◆ **To do**:
1. Rewrite the dog vaccination text, everything from "Dog vaccinations are" down to "to several diseases.", with "adjuvants" changed to "additives".
2. Answer these questions from the dog vaccination text:
(a) How often do many veterinarians now suggest giving shots for parvo and distemper?
(b) Between what ages are vaccinations described as important for puppies?
(c) What test can check a pet's level of immunity before vaccinating?

◆ **Passage**:
Is it safe to vaccinate your pet dog? Are common shots, such as the DHPP vaccine, or rabies vaccine really that important?
Even though a dog vaccination can be bought easily, it does not mean that your dog must absolutely get it. Over-vaccinating pets has become an issue in the veterinary world, but immunizing your dog is nonetheless an important aspect of having one. Over the last few years, many veterinarians have moved away from administering dog vaccinations annually. Instead, they now suggest shots for parvo and distemper be given every 3 years.
Dog vaccinations are never without potential risks. That, on its own, presents debate. But, it doesn’t stop there. Some vaccines contain adjuvants, or immune system boosters that encourage the body to fight the disease stored by the vaccine. These adjuvants may cause inflammation of the vaccination site. A number of vaccines even have preservatives and mercury, a highly-toxic chemical.
A dog's reaction to a vaccine can really sap this pet’s strength, similar to how it is when the body is responding to a "real" illness. To be more specific, a dog's WBC or white blood cell count decreases after vaccination. Therefore, logic tells us that for a period of time following a dog's vaccination, his/her level of immunity is in a weakened state and he/she could be susceptible to several diseases.
Here are things to keep in mind when planning pet vaccinations:
Vaccinations are important for puppies 7-14 weeks old since this is when the immunity from their mother begins to wane so their immunity is weakened and therefore they are more susceptible to some serious diseases.
• Giving a distemper/parvovirus vaccination every 3 years is unnecessary. Rather than vaccinate needlessly, it is better to test the level of immunity prior to vaccinating a pet using a titer test. Many dogs and cats do not need to be vaccinated as often as every 3 years as it turns out.
• Autoimmune diseases have increased and can often be attributed to over-vaccination.
• Vaccination programs should be custom-fit to your pet and it should depend on their current health conditions, lifestyle, and potential exposure to specific diseases.
• Waivers are available for pets whose severe medical condition precludes vaccinations.
Report all symptoms to your vet instantly. If your dog has difficulty breathing or moving, develops hives, or develops swelling in the facial region, go to a veterinary clinic right away.
If you are concerned about your dog, call your vet or an emergency clinic and ask if there is a need to come in. Make sure you know where the nearest clinic is — just in case.

◆ **Dataset**:
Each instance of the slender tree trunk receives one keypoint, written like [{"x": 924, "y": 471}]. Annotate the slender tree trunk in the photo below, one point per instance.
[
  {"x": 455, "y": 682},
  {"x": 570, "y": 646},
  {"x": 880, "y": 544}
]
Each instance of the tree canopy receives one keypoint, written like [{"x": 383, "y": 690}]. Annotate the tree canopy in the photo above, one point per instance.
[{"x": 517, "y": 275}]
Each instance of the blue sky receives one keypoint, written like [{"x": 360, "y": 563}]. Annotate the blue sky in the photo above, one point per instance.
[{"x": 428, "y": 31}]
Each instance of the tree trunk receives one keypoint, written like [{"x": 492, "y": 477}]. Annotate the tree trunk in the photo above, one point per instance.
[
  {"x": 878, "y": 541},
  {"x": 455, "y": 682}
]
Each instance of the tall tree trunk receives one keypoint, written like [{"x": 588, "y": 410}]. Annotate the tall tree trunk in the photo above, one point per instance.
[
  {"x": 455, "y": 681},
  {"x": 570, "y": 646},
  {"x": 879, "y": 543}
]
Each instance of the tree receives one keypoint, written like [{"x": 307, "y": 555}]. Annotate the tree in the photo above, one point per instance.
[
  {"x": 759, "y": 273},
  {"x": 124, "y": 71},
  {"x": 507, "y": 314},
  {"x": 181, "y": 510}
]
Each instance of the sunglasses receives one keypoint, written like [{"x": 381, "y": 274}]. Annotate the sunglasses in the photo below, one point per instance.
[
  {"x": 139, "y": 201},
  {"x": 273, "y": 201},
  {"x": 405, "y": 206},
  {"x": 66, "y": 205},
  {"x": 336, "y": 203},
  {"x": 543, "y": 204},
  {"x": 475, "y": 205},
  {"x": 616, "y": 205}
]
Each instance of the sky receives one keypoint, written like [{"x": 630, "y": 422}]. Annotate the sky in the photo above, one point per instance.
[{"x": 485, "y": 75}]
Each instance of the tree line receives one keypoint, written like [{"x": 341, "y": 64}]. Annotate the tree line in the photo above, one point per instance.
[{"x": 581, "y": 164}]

◆ **Answers per task**:
1.
Dog vaccinations are never without potential risks. That, on its own, presents debate. But, it doesn’t stop there. Some vaccines contain additives, or immune system boosters that encourage the body to fight the disease stored by the vaccine. These additives may cause inflammation of the vaccination site. A number of vaccines even have preservatives and mercury, a highly-toxic chemical.
A dog's reaction to a vaccine can really sap this pet’s strength, similar to how it is when the body is responding to a "real" illness. To be more specific, a dog's WBC or white blood cell count decreases after vaccination. Therefore, logic tells us that for a period of time following a dog's vaccination, his/her level of immunity is in a weakened state and he/she could be susceptible to several diseases.

2.
(a) Every 3 years.
(b) 7-14 weeks old.
(c) A titer test.